ÜBUNGSAUFGABEN:
A. In welchem Fach schloss Ronny Bargil laut dem Text über Ronny Bargil ein zweites Studium ab?
B. Setzen Sie den Text über Ronny Bargil im Anschluss an seinen letzten Satz fort.

---------- LESETEXT ----------

Ronny Bargil schöpft aus seinen Erfahrungen im Kloster immer noch viel Kraft. Foto: Cools

Er hat drei Staatsangehörigkeiten, war Anwalt für Menschenrechte, Mönch in einem Kloster in Burma und ist seit einiger Zeit Teil des Zimmertheater-Teams in Rottweil: Ronny Bargil hat einiges zu erzählen.

Rottweil/Zimmern o. R. - 20 Stunden am Tag meditieren, nicht lachen, nicht schreiben und nachts auf einem harten Brett schlafen – das ist eine Erfahrung, die einen verändert, sagt Ronny Bargil. Der Zimmerner hat sie fünf Monate lang gemacht und ist seitdem ein anderer Mensch, wie er meint. Wie es zu dieser Zeit im Kloster kam, was er in seiner Heimat erlebt hat und wie Rottweil sein neuer Lebensmittelpunkt wurde, erzählt er im Gespräch mit unserer Redaktion.

Anwalt in Israel

Ronny Bargil wurde in Israel geboren. Sein Großvater war Tscheche und kam vor dem Zweiten Weltkrieg nach Palästina. Dort studierte er Jura und eröffnete seine eigene Kanzlei, in der er sich vor allem für die Menschenrechte benachteiligter Gruppen, wie Homosexueller, einsetzte. Parallel lernte er Yoga und schloss ein zweites Studium in Literatur ab. Sein großes Hobby sei immer die Philosophie gewesen, sagt Bargil. Zudem habe er in seiner Freizeit getanzt und Performances und Workshops organisiert. Später war er als Lebensberater tätig.

Dass er ins Kloster ging, ergab sich eher zufällig, wie Bargil lachend erzählt. Weil anfangs die Motivation zum Jura-Studium fehlte, stellte er sich selbst eine Thailand-Reise als Belohnung in Aussicht. Als er diese dann vor rund 20 Jahren antrat, schoss ihm die Idee in den Kopf, auch noch einen Abstecher nach Burma (heute Myanmar) zu machen.

Besondere Begegnung

Dort entdeckte er im Norden des Landes ein imposantes Kloster, das er sich ansehen wollte. Jedoch habe eine Schlange von Hunderten von Leuten davor gestanden, erzählt der Zimmerner. "Ich wollte nicht warten und habe deshalb ganz frech einen anderen Eingang gesucht", sagt Bargil lachend. Tatsächlich habe er sogar einen gefunden und sei da auf einen alten Mann getroffen, der ihn einlud, sich zu ihm zu setzen. Auch eine Robe und eine Gebetskette habe er von dem Mann erhalten. Erst später habe er erfahren, dass dieser als einer der heiligsten Männer im Land galt.

Für Ronny Bargil war das wie ein Zeichen. "Und ich dachte, wenn ich Robe und Kette schonmal habe, dann kann ich auch eine Weile ins Kloster gehen", erzählt er lachend. Was ihn dort erwartete, war hart. Zeitweise habe er täglich 20 Stunden lang meditieren müssen, mal sitzend, mal gehend. Darüber soll Weisheit erlangt werden, erklärt Bargil. Beim Essen durfte man nicht sprechen und niemandem in die Augen schauen. Elektronische Geräte waren ebenso verboten wie sich etwas aufzuschreiben oder zu lachen. Geschlafen wurde auf einem Brett. "Ich habe zumindest ein Kissen bekommen, weil ich nicht schlafen konnte. Das war aber eine Ausnahme", sagt Bargil.

---------- DATENBLOCK ----------

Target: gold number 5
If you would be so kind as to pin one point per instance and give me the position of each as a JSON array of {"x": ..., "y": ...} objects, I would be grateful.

----------

ERWARTETE LÖSUNGEN:
A. In Literatur.

B.
Wie ein anderer Mensch

Auch wenn die fünf Monate, die er im Kloster verbrachte, hart waren, so habe er nicht einmal daran gedacht, abzubrechen, sagt der 45-Jährige. "Es war ein Veränderungsprozess. Als ich das Kloster verließ, war ich ein anderer Mensch."

Mit der Lehre des Theravada-Buddhismus, der ältesten Form des Buddhismus, habe er sich gleich identifizieren können, sagt Bargil. Die Zeit im Kloster habe ihm die Zuversicht gegeben, dass es für jedes Problem im Leben eine Lösung gibt. "Mein Bewusstsein hat sich weiterentwickelt. Diese Meditationsblase, in der ich immer noch bin, ist wie ein Topf für eine Pflanze. Sie bietet einen stabilen Rahmen, in dem man sich weiterentwickeln kann", erklärt Bargil das Gefühl.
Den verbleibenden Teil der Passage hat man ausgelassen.